== Data under study
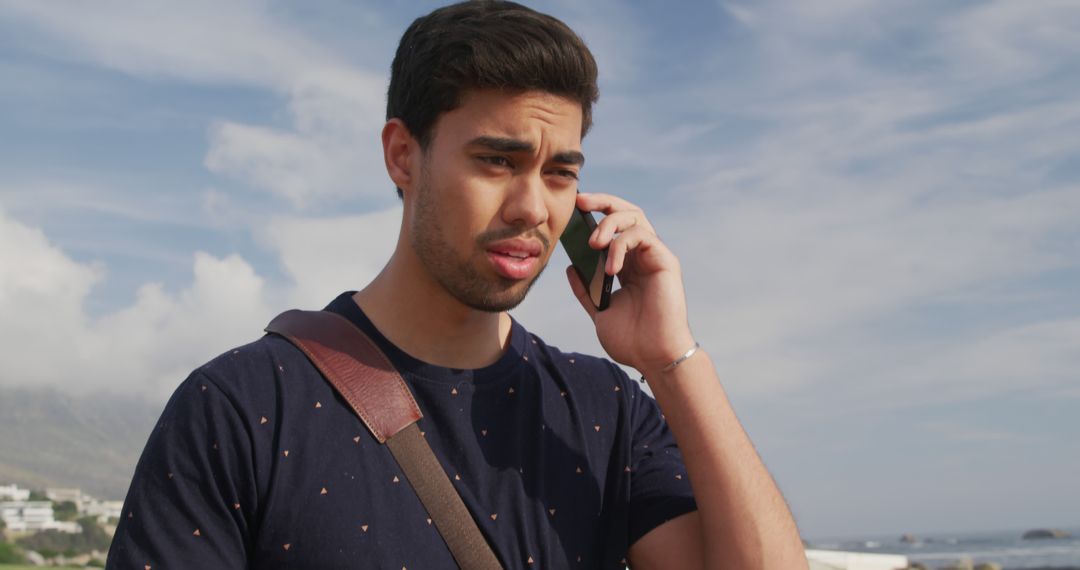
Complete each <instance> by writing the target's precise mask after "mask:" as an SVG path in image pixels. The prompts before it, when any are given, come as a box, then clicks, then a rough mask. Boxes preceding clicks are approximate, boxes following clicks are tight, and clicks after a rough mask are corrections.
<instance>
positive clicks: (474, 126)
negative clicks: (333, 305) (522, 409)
mask: <svg viewBox="0 0 1080 570" xmlns="http://www.w3.org/2000/svg"><path fill="white" fill-rule="evenodd" d="M581 117H582V113H581V106H580V104H578V103H576V101H572V100H569V99H566V98H564V97H559V96H556V95H551V94H546V93H539V92H527V93H505V92H500V91H476V92H471V93H469V94H467V95H465V96H464V97H463V100H462V103H461V105H460V106H459V107H458V108H457V109H454V110H451V111H449V112H446V113H443V114H442V116H440V119H438V121H437V122H436V123H435V126H434V130H433V137H432V139H431V141H430V142H429V146H428V148H427V149H421V148H420V146H419V142H418V141H417V140H416V138H414V137H413V135H411V134H410V133H409V132H408V128H407V127H406V126H405V125H404V123H402V122H401V121H400V120H396V119H395V120H391V121H389V122H388V123H387V125H386V126H384V127H383V133H382V141H383V150H384V155H386V162H387V171H388V173H389V174H390V177H391V179H392V180H393V181H394V184H395V185H396V186H397V188H401V189H402V192H403V207H404V213H403V218H402V229H401V233H400V235H399V240H397V247H396V249H395V250H394V255H393V257H392V258H391V260H390V262H389V263H388V264H387V267H386V268H384V269H383V271H382V272H381V273H380V274H379V276H378V277H376V280H375V281H374V282H373V283H372V284H370V285H368V287H366V288H365V289H364V290H362V291H360V293H359V294H357V295H356V301H357V302H359V303H360V306H361V307H362V308H363V309H364V310H365V312H367V314H368V315H369V316H370V318H372V321H373V322H374V323H375V324H376V325H377V326H378V327H379V328H380V330H381V331H382V333H383V334H384V335H386V336H387V337H388V338H389V339H390V340H392V341H394V342H395V343H396V344H397V345H399V347H401V348H402V349H403V350H405V351H406V352H409V353H410V354H413V355H414V356H416V357H418V358H421V359H424V361H427V362H430V363H432V364H440V365H445V366H448V367H455V368H475V367H481V366H485V365H487V364H491V363H494V362H495V361H497V359H498V357H499V356H500V354H501V352H502V350H503V348H504V347H505V343H507V341H508V339H509V334H510V317H509V315H507V314H505V312H504V311H505V310H507V309H510V308H511V307H514V306H516V304H517V303H518V302H521V300H522V299H524V297H525V295H526V293H527V291H528V289H529V287H530V286H531V284H532V283H534V282H535V281H536V279H537V277H538V276H539V274H540V271H541V270H542V269H543V267H544V266H546V263H548V260H549V259H550V258H551V254H552V252H553V250H554V247H555V246H556V244H557V243H558V235H559V234H561V233H562V231H563V229H564V228H565V227H566V223H567V222H568V221H569V217H570V213H571V212H572V208H573V205H575V196H576V193H577V179H578V176H579V173H580V169H581V166H582V164H583V162H584V157H583V154H582V152H581ZM499 244H509V246H508V247H511V248H525V249H528V248H534V249H538V250H535V252H530V254H537V255H530V257H532V258H534V259H531V260H527V261H526V262H525V263H522V264H525V266H529V267H527V268H526V270H525V276H521V277H517V276H515V277H508V276H505V275H504V274H500V271H499V267H500V266H499V263H497V262H494V261H492V259H491V252H490V248H491V247H496V248H498V247H499ZM518 269H519V268H518Z"/></svg>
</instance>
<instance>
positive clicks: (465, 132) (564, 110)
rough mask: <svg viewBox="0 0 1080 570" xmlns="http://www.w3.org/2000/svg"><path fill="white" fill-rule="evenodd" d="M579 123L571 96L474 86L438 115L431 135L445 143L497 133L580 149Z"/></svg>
mask: <svg viewBox="0 0 1080 570" xmlns="http://www.w3.org/2000/svg"><path fill="white" fill-rule="evenodd" d="M581 125H582V110H581V104H579V103H578V101H576V100H573V99H569V98H567V97H563V96H559V95H553V94H551V93H546V92H540V91H526V92H505V91H498V90H474V91H470V92H467V93H465V94H464V95H463V96H462V99H461V105H459V106H458V107H457V108H456V109H453V110H450V111H447V112H445V113H443V114H441V116H440V118H438V120H437V121H436V123H435V128H434V135H435V140H436V141H437V140H438V139H442V140H443V142H447V144H458V145H460V144H462V142H464V141H468V140H472V139H474V138H476V137H477V136H500V137H508V138H515V139H519V140H524V141H528V142H532V144H534V145H536V146H538V147H539V146H540V145H541V144H546V145H552V146H555V147H557V149H558V150H580V148H581Z"/></svg>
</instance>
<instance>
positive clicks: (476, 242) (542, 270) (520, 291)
====
> **Aim of the task**:
Reproduce the listing verbatim from its first line through the line containing "negative clicks: (333, 305) (522, 409)", both ends included. Omit any picture from the output.

> **Response for this exercise**:
Complete each <instance> by writing the target's precise mask after "mask:" as an SVG path in image pixels. The prompts before it, when any are given, come as a box, then clicks, then a rough mask. Boxes preceding clicks are approximate, boxes following clicks are tight, and clicks after a rough mask are corrections.
<instance>
positive clicks: (474, 126)
negative clicks: (333, 305) (522, 409)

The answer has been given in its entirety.